What you are asked to do: Copy out the rows below, from the line containing "the cat's nose" through the line containing "left=499, top=116, right=517, bottom=127", with both of those lines included and every character unchanged.

Available data:
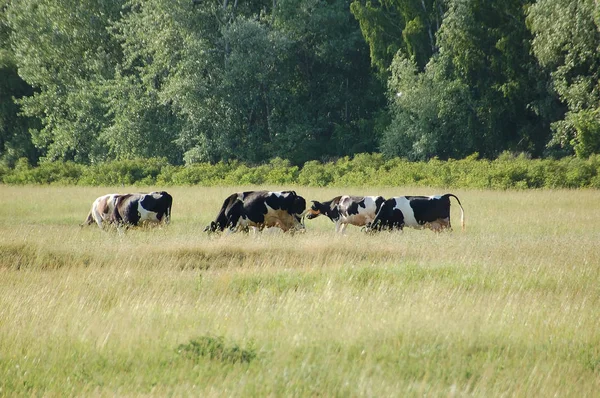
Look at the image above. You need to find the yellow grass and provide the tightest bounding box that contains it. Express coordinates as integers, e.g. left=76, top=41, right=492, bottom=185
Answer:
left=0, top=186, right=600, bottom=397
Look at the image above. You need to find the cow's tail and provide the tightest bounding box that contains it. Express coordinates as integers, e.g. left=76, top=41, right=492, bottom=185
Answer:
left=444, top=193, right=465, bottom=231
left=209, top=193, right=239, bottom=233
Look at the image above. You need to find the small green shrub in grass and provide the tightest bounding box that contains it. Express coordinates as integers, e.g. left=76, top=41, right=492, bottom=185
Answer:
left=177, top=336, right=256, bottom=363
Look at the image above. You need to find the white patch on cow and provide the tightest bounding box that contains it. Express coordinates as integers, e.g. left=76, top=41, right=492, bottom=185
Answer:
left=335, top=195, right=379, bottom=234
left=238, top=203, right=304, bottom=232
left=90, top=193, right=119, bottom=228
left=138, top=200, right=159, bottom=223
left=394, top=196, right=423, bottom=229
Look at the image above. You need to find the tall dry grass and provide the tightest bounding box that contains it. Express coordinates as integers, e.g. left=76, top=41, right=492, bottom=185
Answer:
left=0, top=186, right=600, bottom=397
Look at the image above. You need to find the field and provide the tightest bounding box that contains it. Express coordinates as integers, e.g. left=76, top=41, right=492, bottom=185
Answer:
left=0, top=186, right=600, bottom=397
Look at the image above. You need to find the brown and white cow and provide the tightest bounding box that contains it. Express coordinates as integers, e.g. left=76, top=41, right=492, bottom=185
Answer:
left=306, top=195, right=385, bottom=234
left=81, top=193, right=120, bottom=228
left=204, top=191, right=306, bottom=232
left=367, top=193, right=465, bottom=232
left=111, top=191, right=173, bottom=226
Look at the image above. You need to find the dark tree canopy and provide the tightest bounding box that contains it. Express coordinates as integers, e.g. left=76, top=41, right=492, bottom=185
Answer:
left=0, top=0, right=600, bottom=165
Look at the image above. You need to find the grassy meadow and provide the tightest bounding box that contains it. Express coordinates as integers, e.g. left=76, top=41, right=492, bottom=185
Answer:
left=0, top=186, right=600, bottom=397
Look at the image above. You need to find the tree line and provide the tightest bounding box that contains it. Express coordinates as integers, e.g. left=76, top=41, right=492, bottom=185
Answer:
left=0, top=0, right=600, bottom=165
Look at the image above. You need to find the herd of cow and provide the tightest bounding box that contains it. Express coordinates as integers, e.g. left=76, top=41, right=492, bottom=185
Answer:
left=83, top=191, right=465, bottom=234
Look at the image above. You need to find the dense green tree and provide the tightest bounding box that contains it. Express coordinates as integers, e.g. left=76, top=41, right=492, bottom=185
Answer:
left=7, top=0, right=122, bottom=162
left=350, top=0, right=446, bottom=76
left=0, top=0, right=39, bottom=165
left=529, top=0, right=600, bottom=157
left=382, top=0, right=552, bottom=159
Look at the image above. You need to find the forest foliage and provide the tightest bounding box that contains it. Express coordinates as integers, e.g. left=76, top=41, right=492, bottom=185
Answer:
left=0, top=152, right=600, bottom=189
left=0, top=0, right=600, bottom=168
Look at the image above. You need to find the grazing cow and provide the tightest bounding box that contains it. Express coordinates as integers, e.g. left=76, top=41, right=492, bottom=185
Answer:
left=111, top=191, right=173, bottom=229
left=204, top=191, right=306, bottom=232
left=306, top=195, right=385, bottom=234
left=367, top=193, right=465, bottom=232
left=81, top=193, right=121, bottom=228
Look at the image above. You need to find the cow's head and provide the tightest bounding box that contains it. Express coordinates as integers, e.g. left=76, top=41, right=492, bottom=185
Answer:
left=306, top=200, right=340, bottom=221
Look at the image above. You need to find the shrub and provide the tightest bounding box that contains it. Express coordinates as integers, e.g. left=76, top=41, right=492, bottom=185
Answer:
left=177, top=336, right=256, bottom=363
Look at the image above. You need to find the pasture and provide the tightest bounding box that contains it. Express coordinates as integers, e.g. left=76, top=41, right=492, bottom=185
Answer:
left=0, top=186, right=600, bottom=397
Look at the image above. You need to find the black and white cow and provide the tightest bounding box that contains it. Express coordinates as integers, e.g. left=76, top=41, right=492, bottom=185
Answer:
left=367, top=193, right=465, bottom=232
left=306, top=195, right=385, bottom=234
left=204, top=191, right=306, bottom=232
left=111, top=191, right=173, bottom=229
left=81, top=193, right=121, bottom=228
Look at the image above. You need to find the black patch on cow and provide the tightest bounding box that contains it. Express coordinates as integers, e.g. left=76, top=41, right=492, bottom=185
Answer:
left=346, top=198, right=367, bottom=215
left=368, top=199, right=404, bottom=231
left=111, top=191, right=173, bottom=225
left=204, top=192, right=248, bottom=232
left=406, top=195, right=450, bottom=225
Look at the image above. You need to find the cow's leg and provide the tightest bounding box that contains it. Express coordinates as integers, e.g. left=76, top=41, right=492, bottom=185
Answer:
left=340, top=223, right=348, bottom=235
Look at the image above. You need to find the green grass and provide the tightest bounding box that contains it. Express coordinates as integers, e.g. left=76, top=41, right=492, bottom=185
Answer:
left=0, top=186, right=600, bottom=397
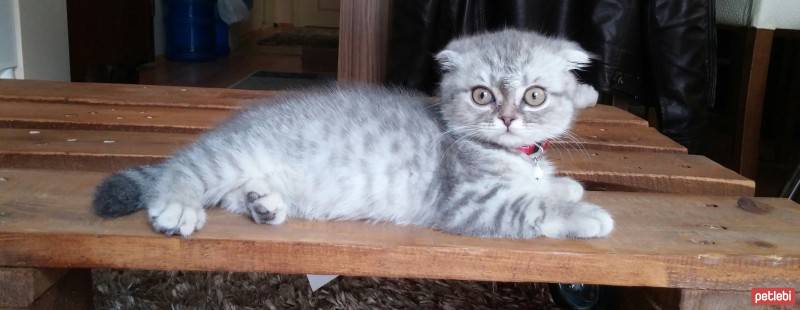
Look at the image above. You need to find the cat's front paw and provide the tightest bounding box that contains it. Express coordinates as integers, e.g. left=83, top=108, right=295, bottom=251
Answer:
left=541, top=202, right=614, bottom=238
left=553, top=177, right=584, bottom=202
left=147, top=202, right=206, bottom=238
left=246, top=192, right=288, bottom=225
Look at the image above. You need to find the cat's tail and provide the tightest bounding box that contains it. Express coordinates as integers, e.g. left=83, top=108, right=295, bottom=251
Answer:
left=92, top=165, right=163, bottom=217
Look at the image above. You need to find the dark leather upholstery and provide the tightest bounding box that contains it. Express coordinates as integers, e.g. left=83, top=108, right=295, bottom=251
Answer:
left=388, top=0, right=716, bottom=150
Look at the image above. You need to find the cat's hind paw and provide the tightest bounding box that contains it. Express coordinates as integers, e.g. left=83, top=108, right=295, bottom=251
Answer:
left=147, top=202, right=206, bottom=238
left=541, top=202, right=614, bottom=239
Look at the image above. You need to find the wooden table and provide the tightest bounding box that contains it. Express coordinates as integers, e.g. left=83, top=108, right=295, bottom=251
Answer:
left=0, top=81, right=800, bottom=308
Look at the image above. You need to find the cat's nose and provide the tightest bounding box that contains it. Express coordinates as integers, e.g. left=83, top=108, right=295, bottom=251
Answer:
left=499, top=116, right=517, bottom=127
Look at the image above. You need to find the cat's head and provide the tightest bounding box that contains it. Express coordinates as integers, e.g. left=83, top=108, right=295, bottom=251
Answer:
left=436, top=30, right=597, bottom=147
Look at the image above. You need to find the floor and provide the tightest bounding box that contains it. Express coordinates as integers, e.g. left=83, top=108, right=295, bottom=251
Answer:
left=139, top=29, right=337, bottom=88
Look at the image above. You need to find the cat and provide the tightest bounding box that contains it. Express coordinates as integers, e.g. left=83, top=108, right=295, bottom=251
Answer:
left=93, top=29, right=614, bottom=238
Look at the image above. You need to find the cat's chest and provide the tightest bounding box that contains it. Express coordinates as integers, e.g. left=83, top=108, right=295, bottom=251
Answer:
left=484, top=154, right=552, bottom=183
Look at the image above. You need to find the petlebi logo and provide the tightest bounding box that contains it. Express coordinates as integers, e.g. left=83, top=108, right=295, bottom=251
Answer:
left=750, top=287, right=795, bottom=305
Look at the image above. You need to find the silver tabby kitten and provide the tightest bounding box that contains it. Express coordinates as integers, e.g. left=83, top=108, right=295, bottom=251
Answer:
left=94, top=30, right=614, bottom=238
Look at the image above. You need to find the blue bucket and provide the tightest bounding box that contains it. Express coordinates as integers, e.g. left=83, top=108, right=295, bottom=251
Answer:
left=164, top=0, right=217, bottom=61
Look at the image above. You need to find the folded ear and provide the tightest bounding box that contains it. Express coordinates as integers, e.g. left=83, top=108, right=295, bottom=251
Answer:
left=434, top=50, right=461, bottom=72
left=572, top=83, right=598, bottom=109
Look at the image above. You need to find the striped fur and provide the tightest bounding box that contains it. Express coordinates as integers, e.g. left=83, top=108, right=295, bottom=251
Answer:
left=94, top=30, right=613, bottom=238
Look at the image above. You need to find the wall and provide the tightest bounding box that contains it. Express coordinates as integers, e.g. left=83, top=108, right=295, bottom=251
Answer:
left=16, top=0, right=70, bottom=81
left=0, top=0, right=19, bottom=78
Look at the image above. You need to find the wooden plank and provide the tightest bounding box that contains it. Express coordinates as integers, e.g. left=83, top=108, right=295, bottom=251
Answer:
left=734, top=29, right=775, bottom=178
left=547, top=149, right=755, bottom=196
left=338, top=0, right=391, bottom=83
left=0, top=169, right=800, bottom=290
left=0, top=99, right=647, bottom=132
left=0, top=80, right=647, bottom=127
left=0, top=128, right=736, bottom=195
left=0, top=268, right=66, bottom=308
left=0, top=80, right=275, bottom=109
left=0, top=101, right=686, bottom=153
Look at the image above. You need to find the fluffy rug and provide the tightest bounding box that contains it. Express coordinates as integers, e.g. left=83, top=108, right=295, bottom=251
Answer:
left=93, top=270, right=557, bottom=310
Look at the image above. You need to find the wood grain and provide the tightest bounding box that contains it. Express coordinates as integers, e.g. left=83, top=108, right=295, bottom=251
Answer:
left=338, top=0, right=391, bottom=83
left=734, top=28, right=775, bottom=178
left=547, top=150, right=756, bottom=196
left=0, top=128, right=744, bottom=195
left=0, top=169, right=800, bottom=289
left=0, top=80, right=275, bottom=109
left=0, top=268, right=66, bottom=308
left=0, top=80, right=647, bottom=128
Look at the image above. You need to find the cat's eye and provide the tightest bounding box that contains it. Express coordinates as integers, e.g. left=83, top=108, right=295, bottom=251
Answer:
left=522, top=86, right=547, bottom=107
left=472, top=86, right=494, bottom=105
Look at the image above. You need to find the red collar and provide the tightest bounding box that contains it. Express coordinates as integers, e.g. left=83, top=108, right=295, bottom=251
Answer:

The reply:
Look at the image above. You need to find the cat's nose and provide the tightest bounding box that contains it. Express coordinates as integers, e.g. left=83, top=108, right=295, bottom=251
Answer:
left=499, top=116, right=517, bottom=127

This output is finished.